This is the sort of attempted spin that might have embarrassed his predecessor as Chancellor, Gordon Brown. Mr Brown pioneered the double counting of misleading spending announcements but even he might have hesitated to claim "We have halved the bill", when the UK will pay the amount originally demanded, but with a politically convenient delay until after the general election.

Let us go back to the beginning of this telling episode. A while ago, the EU Commission proposed to improve its calculations of national income, on which contributions to EU funds are based. National leaders, including David Cameron, agreed, but it seems to have occurred to no one that such adjustments were bound to create winners and losers, which could be politically awkward in losing countries.

As the bean counters re-counted their beans, the Treasury failed to spot the implications of Britain being better off than previously suggested. It was only in the week before last month's Brussels summit that the UK was formally presented with the demand for an extra £1.7bn by 1 December, to take account of several years' revisions.

Mr Cameron was within his rights to question the size of the bill and the speed with which payment was expected. But he went further than that, driven like a sheep by the Eurosceptic dogs on his back benches and in the UK Independence Party. He said he would pay "nothing like as much" as £1.7bn and certainly not by 1 December. Had he already been briefed, by a civil servant more sharp-witted than the Treasury's trouble-spotters, that the British rebate would almost certainly apply to this extra contribution? The rebate, negotiated by Margaret Thatcher in 1984, is a formula that automatically reduces the UK's net contribution.

He was certainly asked about it by Andrew Lansley, the former health secretary, when he made his statement to the Commons after the summit. Mr Cameron said carefully that this was "one of the important questions that needs to be asked".

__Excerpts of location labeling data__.
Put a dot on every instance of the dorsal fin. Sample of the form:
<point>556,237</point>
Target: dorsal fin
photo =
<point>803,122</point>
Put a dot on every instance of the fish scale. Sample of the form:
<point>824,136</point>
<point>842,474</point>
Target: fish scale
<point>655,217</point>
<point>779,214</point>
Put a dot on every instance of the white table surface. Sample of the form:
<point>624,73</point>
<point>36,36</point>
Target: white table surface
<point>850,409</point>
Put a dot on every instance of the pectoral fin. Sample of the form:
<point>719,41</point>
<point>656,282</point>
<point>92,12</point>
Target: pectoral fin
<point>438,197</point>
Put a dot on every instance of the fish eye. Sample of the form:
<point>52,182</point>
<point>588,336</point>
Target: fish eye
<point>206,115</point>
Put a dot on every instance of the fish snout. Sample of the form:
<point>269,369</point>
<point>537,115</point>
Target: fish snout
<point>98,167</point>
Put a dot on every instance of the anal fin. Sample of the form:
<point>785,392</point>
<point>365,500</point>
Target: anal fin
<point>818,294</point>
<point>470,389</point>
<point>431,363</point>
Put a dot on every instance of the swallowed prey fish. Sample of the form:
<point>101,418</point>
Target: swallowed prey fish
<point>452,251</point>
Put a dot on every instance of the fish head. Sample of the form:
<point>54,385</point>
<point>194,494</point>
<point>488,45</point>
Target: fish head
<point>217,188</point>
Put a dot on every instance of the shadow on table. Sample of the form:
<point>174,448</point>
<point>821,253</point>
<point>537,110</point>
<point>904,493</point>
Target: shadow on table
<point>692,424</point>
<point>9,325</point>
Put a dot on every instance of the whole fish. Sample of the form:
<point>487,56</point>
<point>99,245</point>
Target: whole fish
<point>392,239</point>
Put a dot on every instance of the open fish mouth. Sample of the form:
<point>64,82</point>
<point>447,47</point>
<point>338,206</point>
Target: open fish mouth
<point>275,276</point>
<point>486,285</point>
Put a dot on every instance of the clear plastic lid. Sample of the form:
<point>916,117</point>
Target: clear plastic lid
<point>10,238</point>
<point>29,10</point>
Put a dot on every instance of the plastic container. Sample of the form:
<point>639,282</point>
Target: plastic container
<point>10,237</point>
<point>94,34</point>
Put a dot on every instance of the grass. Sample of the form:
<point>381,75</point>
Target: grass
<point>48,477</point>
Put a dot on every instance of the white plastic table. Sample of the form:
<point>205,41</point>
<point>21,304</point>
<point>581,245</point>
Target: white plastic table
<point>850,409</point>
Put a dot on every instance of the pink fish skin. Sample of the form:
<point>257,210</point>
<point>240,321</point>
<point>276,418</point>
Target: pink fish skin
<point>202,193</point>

__EXERCISE TASKS__.
(1) Reproduce the passage about Britain's EU budget bill from "Let us go back" up to and including "in losing countries.".
(2) Answer these questions using the passage about Britain's EU budget bill:
(a) In what year did Margaret Thatcher negotiate the British rebate?
(b) Who questioned Mr Cameron about the rebate when he made his statement to the Commons after the summit?
(c) How much extra was the UK asked to pay, and by what date?
(3) Pick up the passage about Britain's EU budget bill and keep writing from where it stops.
The records are separate from the passage about Britain's EU budget bill.

__FINAL ANSWERS__.
(1)
Let us go back to the beginning of this telling episode. A while ago, the EU Commission proposed to improve its calculations of national income, on which contributions to EU funds are based. National leaders, including David Cameron, agreed, but it seems to have occurred to no one that such adjustments were bound to create winners and losers, which could be politically awkward in losing countries.

(2)
(a) 1984
(b) Andrew Lansley, the former health secretary
(c) £1.7bn, by 1 December

(3)
So when Mr Osborne and Mr Cameron claimed last week to have "cut the bill in half", all that had happened was that EU finance ministers had agreed what was always likely to be agreed. And EU officials had done the maths of applying the rebate formula, and come up with the exact amount of the rebated demand.

The only concession that the UK Government has secured is a deferral of the payments until July. That reasonable deferral also applies to the Dutch, whose surcharge is more per head of population than ours, and who benefit from no rebate. It is notable that the Dutch Prime Minister's initial response was that he was "unpleasantly surprised", but that he was prepared to discuss it.

That is the attitude that Mr Cameron and Mr Osborne ought to have adopted, rather than seeming so keen to overload the post-election long grass. The surcharge is a reasonable adjustment that reflects the fact that we are richer than we thought we were. The short notice of the demand was bureaucratic correctness gone mad, but now a reasonable compromise has been reached.

Mr Cameron and Mr Osborne, by trying to spin a reasonable deal as a British victory, have convinced no one in this country and further alienated their partners in the EU. All in all, a disastrous few weeks' work.